— STATED PROBLEM —
Write out each line of the records below as a string in a JSON list, leaving out blank lines and covering only the line that contains "the laliga patch" through the final line.

— DATA LINES —
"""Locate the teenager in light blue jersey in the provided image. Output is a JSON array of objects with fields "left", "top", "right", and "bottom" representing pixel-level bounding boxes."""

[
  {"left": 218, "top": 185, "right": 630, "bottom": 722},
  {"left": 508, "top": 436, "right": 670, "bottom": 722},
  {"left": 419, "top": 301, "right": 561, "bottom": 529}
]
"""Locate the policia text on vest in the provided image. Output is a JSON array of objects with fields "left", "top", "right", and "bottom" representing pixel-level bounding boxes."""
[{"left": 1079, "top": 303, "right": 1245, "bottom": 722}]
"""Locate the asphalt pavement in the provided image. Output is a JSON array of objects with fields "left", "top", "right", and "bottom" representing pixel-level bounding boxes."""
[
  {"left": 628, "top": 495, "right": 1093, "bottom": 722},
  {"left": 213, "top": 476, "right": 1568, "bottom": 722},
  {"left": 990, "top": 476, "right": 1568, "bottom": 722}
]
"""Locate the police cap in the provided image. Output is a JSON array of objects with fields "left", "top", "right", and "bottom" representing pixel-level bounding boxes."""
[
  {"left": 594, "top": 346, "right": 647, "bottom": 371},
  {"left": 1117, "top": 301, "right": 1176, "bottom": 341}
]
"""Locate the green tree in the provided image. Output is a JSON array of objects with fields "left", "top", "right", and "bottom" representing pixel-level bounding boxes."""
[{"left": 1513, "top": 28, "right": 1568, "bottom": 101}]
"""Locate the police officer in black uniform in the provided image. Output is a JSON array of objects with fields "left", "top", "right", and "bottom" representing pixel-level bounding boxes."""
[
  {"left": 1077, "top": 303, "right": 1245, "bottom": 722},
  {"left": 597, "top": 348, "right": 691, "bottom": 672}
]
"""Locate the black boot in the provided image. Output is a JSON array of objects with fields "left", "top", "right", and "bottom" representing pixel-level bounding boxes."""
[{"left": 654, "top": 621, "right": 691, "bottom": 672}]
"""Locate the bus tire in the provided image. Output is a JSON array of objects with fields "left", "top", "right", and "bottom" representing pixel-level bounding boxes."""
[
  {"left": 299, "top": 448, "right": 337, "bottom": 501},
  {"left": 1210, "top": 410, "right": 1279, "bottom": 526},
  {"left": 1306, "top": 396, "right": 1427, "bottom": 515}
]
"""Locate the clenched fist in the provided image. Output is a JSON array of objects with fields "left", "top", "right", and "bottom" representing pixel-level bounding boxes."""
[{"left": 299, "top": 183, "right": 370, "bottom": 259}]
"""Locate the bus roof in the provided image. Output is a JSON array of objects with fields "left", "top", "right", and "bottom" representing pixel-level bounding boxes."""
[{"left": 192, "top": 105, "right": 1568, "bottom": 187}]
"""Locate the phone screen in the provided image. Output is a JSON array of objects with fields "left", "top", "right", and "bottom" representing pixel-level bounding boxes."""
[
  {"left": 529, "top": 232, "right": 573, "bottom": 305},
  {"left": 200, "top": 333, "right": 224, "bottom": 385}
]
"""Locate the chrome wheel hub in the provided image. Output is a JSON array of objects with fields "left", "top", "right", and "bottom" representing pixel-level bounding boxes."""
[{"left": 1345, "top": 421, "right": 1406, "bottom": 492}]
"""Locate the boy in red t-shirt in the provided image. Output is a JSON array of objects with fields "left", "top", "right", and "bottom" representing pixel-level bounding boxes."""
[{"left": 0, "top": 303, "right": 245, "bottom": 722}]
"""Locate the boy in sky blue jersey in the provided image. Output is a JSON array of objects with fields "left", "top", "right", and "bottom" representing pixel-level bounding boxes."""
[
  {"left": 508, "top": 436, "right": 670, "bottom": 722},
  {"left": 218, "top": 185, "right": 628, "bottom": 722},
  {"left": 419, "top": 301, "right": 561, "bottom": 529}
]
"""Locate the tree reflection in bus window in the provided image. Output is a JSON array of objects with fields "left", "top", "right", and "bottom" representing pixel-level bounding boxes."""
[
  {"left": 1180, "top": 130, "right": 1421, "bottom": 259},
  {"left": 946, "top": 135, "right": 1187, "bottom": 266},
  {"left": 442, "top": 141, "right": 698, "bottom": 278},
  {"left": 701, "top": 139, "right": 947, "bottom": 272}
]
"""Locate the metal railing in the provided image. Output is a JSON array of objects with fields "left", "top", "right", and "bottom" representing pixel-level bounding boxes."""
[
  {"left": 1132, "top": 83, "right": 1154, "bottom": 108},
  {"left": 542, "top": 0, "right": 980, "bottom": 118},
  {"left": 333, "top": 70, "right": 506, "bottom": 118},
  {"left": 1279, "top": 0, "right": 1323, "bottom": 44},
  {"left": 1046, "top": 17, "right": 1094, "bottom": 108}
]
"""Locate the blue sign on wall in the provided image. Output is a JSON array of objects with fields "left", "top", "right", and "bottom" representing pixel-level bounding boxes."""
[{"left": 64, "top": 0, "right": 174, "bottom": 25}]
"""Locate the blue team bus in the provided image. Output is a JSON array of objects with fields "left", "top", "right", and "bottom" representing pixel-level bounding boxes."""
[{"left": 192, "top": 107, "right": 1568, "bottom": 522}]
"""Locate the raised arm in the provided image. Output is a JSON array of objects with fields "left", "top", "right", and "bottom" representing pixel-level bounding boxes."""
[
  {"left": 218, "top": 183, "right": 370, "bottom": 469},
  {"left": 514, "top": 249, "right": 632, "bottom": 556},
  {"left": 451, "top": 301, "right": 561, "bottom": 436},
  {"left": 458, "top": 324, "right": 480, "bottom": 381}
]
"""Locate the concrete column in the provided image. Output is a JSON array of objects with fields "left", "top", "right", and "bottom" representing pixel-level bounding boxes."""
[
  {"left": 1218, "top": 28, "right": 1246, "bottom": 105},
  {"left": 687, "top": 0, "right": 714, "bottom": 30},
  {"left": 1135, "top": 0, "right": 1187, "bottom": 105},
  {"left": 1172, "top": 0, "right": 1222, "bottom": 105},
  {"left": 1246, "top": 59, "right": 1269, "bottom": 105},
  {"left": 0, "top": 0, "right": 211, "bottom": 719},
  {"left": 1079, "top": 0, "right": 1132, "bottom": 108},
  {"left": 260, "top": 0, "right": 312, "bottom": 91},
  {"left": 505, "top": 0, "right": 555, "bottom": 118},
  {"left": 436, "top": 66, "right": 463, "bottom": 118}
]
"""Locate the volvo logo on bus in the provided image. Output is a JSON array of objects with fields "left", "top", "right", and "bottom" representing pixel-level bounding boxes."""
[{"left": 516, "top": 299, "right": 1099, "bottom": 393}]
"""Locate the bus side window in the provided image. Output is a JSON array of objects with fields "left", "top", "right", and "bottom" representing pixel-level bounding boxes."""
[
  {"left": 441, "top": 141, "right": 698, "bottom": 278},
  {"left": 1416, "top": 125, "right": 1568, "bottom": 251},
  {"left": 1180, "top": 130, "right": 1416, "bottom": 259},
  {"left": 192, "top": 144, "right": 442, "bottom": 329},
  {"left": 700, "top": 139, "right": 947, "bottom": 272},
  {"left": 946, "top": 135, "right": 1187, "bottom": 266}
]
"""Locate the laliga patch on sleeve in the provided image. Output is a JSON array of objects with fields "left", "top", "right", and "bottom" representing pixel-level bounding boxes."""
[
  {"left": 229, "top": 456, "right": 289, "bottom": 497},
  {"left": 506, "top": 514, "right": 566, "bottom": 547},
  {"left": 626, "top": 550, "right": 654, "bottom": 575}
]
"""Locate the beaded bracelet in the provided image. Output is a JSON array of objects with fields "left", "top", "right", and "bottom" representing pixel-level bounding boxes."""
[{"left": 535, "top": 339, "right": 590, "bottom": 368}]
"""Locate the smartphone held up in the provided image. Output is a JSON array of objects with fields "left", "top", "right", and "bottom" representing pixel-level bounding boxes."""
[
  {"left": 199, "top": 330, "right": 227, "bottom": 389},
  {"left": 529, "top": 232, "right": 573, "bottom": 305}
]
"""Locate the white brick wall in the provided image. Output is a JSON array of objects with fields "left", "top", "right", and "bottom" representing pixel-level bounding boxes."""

— THE REPLY —
[
  "\"\"\"Locate the laliga patch on sleeve in the provided image. Output is a JSON array of objects with fields \"left\", \"top\", \"right\", and \"bottom\" representing pixel-level bounding boxes.\"\"\"",
  "[",
  "  {\"left\": 229, \"top\": 456, \"right\": 289, \"bottom\": 497},",
  "  {\"left\": 506, \"top\": 514, \"right\": 566, \"bottom\": 547},",
  "  {\"left\": 626, \"top\": 550, \"right\": 654, \"bottom\": 575}",
  "]",
  "\"\"\"Locate the beaded bracelet in the provided image. Output is a JSON array of objects with fields \"left\", \"top\", \"right\", and \"bottom\" representing pixel-level bounding boxes.\"\"\"",
  "[{\"left\": 535, \"top\": 339, \"right\": 590, \"bottom\": 368}]",
  "\"\"\"Locate the smartphone held up in the provided image. Output is a JSON array of objects with fields \"left\", \"top\", \"right\", and \"bottom\" representing pixel-level bounding boxes.\"\"\"",
  "[",
  "  {\"left\": 199, \"top\": 330, \"right\": 227, \"bottom\": 389},",
  "  {\"left\": 529, \"top\": 232, \"right\": 573, \"bottom\": 305}",
  "]",
  "\"\"\"Locate the white brick wall in the provided image. Output is a JSON array of objects with fields \"left\", \"top\", \"right\", and \"bottom\" representing pixel-level bounding boxes.\"\"\""
]